• _ZU ERLEDIGENDE AUFGABEN_
(1) Beantworte anhand des Artikels über Angela Merkel die folgenden Fragen, jede Antwort mit demselben Buchstaben wie die Frage:
(a) Woraus bestand die Kette, die Merkel trug?
(b) Auf der Bühne welchen Hauses saß Merkel?
(c) Wie beschrieb Merkel Russland?
(2) Prüfe für jede Aussage, ob sie mit dem Artikel über Angela Merkel übereinstimmt. Antworte jeweils mit Ja oder Nein und zitiere die entscheidenden Worte des Artikels.
(a) Merkel hat ihr Erscheinungsbild in den letzten Monaten verändert.
(b) Laut dem Artikel droht vor allem der Atom-Ausstieg, einen Schatten auf ihre Kanzlerschaft zu werfen.
(c) Merkel stellte sich hinter ihren Nachfolger.
(3) Fasse den Absatz des Artikels über Angela Merkel, der mit „In ungewohnt redseliger Art“ beginnt, als Stichpunktliste zusammen und behalte dabei seine wesentlichen Aussagen bei.

• _AUSGEWÄHLTER TEXTAUSZUG_
- - - -
Da war sie wieder: Blaues Jackett, dunkle Hose, Kette aus braunem Achat, altbekannte Frisur.
Nein, eine Typveränderung hat sich Angela Merkel in den letzten Monaten nicht gegönnt. Alles wirkte wie in den sechzehn Jahren zuvor: Regierungswechsel, Kanzler Scholz, war da etwas?
Wie Angela Merkel so da sass auf der Bühne des Berliner Ensembles, man hätte den Eindruck gewinnen können, sie wäre nie weg gewesen.
Gäbe es da nicht den Krieg in der Ukraine. Und dieser – und nicht etwa der Atom-Ausstieg oder ihre Migrations-Politik – droht nun einen erheblichen Schatten auf ihre Kanzlerschaft zu werfen.
Erst Merkels kooperative und auf Interessenausgleich bedachte Politik habe Putin zu seinem aggressiven Vorgehen ermutigt, so der kaum verklausulierte Vorwurf vieler Medien in den letzten Monaten.
Doch Angela Merkel parierte diese Vorwürfe souverän.
In ungewohnt redseliger Art machte sie deutlich, dass sie alles versucht habe, die nun eingetretene Entwicklung zu verhindern. Russland sei die zweitgrösste Atommacht der Welt und ein riesiges Land. Das könne man nicht einfach ignorieren.
Und all jene, die es im Nachhinein schon immer besser gewusst haben, mahnte sie ungewohnt deutlich: «Wir müssen aufpassen, dass wir nicht nur noch schwarz und weiss sehen, sondern dass wir uns noch mal die Umstände ansehen.»
Überhaupt sprach Angela Merkel in ihrer dezenten und bekannt verklausulierten Art manches aus, was in den letzten Monaten in Berlin geradezu als Tabu galt. Diskret, aber deutlich kritisierte sie etwa die aggressive Politik des Westens gegenüber Russland und stärkte ihrem als zögerlich geltenden Nachfolger den Rücken.
- - - -
• _BEREITGESTELLTES MATERIAL_
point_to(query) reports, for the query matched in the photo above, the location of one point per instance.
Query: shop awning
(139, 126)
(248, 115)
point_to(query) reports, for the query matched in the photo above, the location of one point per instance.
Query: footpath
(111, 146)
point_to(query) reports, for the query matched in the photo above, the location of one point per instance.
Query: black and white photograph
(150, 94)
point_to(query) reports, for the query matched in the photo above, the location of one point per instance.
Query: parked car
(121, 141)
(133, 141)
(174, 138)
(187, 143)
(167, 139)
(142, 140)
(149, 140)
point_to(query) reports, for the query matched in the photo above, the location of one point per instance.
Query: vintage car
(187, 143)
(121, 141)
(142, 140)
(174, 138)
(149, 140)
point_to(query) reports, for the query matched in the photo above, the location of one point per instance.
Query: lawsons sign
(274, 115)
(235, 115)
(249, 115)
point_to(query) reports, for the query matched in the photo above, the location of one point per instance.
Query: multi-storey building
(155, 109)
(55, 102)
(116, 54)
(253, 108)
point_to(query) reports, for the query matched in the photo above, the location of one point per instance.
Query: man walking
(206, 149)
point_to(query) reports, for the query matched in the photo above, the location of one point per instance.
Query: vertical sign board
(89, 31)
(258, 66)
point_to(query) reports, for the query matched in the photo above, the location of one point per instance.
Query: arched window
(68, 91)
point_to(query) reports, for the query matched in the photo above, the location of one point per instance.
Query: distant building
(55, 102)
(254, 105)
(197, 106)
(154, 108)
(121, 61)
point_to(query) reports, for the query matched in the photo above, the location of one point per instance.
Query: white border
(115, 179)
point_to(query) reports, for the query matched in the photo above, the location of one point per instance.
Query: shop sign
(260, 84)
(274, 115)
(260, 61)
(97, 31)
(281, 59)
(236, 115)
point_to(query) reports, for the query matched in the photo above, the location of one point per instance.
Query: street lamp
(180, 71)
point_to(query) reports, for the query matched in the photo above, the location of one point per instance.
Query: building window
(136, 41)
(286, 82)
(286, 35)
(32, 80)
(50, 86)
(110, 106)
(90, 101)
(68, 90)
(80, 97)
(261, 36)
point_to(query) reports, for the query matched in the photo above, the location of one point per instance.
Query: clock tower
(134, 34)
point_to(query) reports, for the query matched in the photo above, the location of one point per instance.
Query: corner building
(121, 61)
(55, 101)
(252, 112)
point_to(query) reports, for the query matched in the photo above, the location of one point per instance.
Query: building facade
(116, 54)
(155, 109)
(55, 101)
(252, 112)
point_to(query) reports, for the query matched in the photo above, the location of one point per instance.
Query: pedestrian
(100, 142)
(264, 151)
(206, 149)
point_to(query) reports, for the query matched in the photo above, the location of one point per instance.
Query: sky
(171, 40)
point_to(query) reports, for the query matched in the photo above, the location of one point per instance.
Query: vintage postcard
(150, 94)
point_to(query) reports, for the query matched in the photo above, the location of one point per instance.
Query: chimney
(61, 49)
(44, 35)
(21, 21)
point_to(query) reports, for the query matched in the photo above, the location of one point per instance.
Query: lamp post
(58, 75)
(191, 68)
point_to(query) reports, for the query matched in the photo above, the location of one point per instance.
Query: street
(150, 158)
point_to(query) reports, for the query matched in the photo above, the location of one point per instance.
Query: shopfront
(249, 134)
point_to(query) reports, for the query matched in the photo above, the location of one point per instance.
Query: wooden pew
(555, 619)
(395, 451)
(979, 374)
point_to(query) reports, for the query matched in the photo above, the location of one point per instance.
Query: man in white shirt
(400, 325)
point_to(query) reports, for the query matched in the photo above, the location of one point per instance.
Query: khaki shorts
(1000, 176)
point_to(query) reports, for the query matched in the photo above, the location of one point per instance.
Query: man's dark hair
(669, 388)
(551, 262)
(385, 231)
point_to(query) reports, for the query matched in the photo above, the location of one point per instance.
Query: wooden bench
- - - -
• _LÖSUNGEN_
(1)
(a) Aus braunem Achat.
(b) Auf der Bühne des Berliner Ensembles.
(c) Als zweitgrößte Atommacht der Welt und als riesiges Land.

(2)
(a) Nein: „Nein, eine Typveränderung hat sich Angela Merkel in den letzten Monaten nicht gegönnt.“
(b) Nein: „und nicht etwa der Atom-Ausstieg oder ihre Migrations-Politik“
(c) Ja: „stärkte ihrem als zögerlich geltenden Nachfolger den Rücken“

(3)
- Merkel betonte ungewohnt redselig, sie habe alles versucht, die eingetretene Entwicklung zu verhindern.
- Russland sei die zweitgrößte Atommacht der Welt und ein riesiges Land.
- Das könne man nicht einfach ignorieren.